[Natural-language object grounding data]

+--

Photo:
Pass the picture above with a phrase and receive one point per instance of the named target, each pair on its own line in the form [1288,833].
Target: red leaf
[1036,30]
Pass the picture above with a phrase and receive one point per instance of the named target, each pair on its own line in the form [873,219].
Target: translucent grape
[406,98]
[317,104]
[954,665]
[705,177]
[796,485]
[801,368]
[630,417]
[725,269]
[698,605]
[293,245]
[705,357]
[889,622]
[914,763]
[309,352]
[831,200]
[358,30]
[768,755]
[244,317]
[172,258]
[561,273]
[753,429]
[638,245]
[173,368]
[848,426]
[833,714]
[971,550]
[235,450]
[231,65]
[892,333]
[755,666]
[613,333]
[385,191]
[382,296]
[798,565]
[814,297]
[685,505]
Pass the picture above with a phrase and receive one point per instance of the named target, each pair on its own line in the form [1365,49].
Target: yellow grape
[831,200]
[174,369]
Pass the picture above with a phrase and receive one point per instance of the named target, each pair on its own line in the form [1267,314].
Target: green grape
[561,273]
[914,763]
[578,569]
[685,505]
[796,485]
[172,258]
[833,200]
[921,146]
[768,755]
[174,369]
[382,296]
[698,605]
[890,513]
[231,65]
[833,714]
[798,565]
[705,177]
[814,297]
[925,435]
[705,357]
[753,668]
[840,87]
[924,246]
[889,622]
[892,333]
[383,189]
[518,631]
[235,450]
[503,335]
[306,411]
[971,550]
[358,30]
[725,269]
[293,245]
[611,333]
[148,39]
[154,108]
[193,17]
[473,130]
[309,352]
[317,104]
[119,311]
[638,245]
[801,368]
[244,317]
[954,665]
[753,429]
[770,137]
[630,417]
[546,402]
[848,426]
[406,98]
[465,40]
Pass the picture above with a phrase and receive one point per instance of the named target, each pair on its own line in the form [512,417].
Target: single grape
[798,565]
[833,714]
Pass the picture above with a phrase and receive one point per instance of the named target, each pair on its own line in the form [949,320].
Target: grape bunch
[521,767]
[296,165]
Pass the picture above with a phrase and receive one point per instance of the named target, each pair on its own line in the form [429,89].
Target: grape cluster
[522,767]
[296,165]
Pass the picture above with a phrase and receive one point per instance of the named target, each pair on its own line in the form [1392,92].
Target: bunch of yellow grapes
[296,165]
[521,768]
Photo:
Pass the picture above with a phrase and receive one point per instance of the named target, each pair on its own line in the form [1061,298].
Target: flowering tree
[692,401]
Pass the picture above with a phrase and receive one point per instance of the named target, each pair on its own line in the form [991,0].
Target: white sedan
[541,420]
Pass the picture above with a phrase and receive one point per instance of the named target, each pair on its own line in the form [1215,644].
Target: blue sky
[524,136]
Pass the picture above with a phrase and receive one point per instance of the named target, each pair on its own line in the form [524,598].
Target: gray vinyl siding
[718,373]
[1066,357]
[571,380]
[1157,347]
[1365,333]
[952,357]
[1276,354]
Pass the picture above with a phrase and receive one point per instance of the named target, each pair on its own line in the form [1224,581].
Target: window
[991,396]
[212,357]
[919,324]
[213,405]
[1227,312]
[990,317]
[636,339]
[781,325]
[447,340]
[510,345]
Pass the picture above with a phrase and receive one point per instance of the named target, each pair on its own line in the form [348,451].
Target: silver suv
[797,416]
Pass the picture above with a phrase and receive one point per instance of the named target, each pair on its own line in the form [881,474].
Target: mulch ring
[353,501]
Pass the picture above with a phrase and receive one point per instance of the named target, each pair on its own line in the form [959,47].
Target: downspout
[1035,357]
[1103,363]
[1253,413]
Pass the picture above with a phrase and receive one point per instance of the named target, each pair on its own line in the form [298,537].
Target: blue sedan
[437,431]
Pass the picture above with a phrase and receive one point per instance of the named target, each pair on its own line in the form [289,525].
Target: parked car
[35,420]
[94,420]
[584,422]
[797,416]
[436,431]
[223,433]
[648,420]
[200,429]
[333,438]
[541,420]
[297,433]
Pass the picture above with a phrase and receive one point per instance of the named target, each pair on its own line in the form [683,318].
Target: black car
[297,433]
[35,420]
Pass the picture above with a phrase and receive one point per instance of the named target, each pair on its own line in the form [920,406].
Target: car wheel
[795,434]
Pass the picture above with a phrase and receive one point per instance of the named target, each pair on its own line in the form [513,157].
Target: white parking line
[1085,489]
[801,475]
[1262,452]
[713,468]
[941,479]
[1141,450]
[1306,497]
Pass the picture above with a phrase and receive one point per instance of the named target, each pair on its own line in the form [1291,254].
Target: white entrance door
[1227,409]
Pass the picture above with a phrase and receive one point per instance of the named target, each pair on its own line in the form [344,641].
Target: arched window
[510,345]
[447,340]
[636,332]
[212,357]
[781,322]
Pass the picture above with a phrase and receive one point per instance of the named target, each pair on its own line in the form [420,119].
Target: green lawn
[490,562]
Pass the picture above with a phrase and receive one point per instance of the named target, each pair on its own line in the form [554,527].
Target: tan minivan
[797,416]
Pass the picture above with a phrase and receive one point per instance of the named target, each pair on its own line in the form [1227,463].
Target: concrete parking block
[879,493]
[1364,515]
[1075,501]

+--

- **What the exercise asks**: An exact copy of every entry above is required.

- **Reply to the task**:
Photo:
Pass the picture above with a phrase and receive one point per instance of the named target, each pair on its own line in the form [1288,833].
Target: red leaf
[1036,30]
Pass the picture above with a phrase and receive one point per instance of the named target, each pair on its own line in the form [873,219].
Target: translucent grape
[406,98]
[317,104]
[954,665]
[705,177]
[796,485]
[801,368]
[630,417]
[725,269]
[698,605]
[293,245]
[705,357]
[889,622]
[914,763]
[309,352]
[831,200]
[358,30]
[768,755]
[244,317]
[172,258]
[561,273]
[753,429]
[638,245]
[173,368]
[848,426]
[833,714]
[971,550]
[235,450]
[231,65]
[892,333]
[755,666]
[613,333]
[385,191]
[382,296]
[798,565]
[814,297]
[685,505]
Pass the picture above with a phrase and receive one point per instance of the named target, each pair on its own line in the form [1365,49].
Target: yellow grape
[831,200]
[174,369]
Pass the picture above with a phrase and receive one point per instance of the named target, each pair on its own line in the form [1267,314].
Target: green grape
[561,273]
[914,763]
[578,569]
[685,505]
[796,485]
[172,258]
[833,200]
[921,146]
[768,755]
[174,369]
[382,296]
[698,605]
[890,513]
[231,65]
[833,714]
[798,565]
[705,177]
[814,297]
[925,435]
[705,357]
[753,668]
[840,87]
[924,246]
[889,622]
[892,333]
[383,189]
[518,631]
[235,450]
[503,335]
[306,411]
[971,550]
[358,30]
[725,269]
[293,245]
[611,333]
[148,39]
[154,108]
[193,17]
[473,130]
[309,352]
[317,104]
[119,311]
[638,245]
[801,368]
[244,317]
[954,665]
[753,429]
[770,137]
[630,417]
[546,402]
[848,426]
[406,98]
[465,40]
Pass the picture above with a phrase and receive one point per instance of the named target, each pair on its own line in the form [512,417].
Target: single grape
[798,565]
[833,714]
Pass the picture above with a phrase and receive one point per instance of the named target, each pair on its own line in the form [949,320].
Target: grape bunch
[521,767]
[296,165]
Pass the picture above with a phrase and receive one point per instance of the named target, each pair on its own line in the form [429,89].
Target: grape cluster
[522,767]
[296,165]
Pass the picture above with a phrase and receive one point per instance of the named target, each pair on its own line in the form [1392,92].
Target: bunch of yellow grapes
[296,165]
[521,768]
Photo:
Pass the picture above with a phrase and receive one point per instance of the named target, each pair on its own line in the form [1061,298].
Target: flowering tree
[692,401]
Pass the picture above with a phrase and receive one point per instance of the named target, each pair on its own line in the form [991,0].
Target: white sedan
[541,420]
Pass the picture above with a phrase and receive one point per instance of the named target, each pair on its own line in the form [1215,644].
Target: blue sky
[524,136]
Pass the picture above with a phrase and receive one point per instance of the named target, each pair on its own line in the form [524,598].
Target: gray vinyl siding
[718,373]
[1066,357]
[571,380]
[1157,347]
[1365,333]
[952,357]
[1276,354]
Pass the picture above with a phrase and receive one point per instance of the named target, each pair on its own line in the form [1224,581].
Target: window
[991,396]
[212,357]
[919,324]
[213,405]
[1227,312]
[990,317]
[636,339]
[781,325]
[447,340]
[510,345]
Pass the picture above with a phrase and receive one point per instance of the named target, each pair on its own line in the form [348,451].
Target: silver suv
[797,416]
Pass the picture above with a phrase and receive one point per instance of the named target, each pair on its own line in the form [881,474].
Target: mulch ring
[353,501]
Pass the picture above with a phrase and receive one point per instance of the named target, each pair on its own line in the form [959,47].
Target: downspout
[1035,357]
[1103,363]
[1253,413]
Pass the picture above with a phrase and receive one point per instance of the named target, each pair on its own line in the form [298,537].
Target: blue sedan
[437,431]
Pass the picture above with a phrase and receive one point per instance of the named target, each pair on its own line in the form [289,525].
Target: parked car
[35,420]
[94,420]
[584,422]
[797,416]
[436,431]
[223,433]
[648,420]
[200,429]
[333,438]
[541,420]
[297,433]
Pass the picture above with a phrase and receive one point per instance of the named target, each pair on its own line in the form [683,318].
Target: black car
[297,433]
[35,420]
Pass the picture above with a phrase and receive one point per instance of the named target, each pair on its own line in the form [920,406].
Target: car wheel
[795,434]
Pass the picture above with a phrase and receive one point per instance of the named target, each pair on its own line in the form [513,157].
Target: white parking line
[1085,489]
[801,475]
[1262,452]
[713,468]
[941,479]
[1141,450]
[1306,497]
Pass the picture above with a phrase and receive one point per instance of the named target, each pair on its own line in the form [1291,254].
Target: white entrance door
[1227,409]
Pass the picture above with a phrase and receive one point per instance of the named target, each pair on its own line in the form [344,641].
Target: arched window
[510,345]
[447,340]
[636,332]
[212,357]
[781,322]
Pass the picture above with a phrase and receive one point per instance of the named target, each pair on its own line in the form [420,119].
Target: green lawn
[490,562]
Pass the picture above with a phrase and receive one point per instance of the named target, each pair on its own line in the form [554,527].
Target: tan minivan
[797,416]
Pass the picture above with a phrase and receive one point per instance of the named target, each pair on its own line in the form [1227,463].
Target: concrete parking block
[879,493]
[1364,515]
[1075,501]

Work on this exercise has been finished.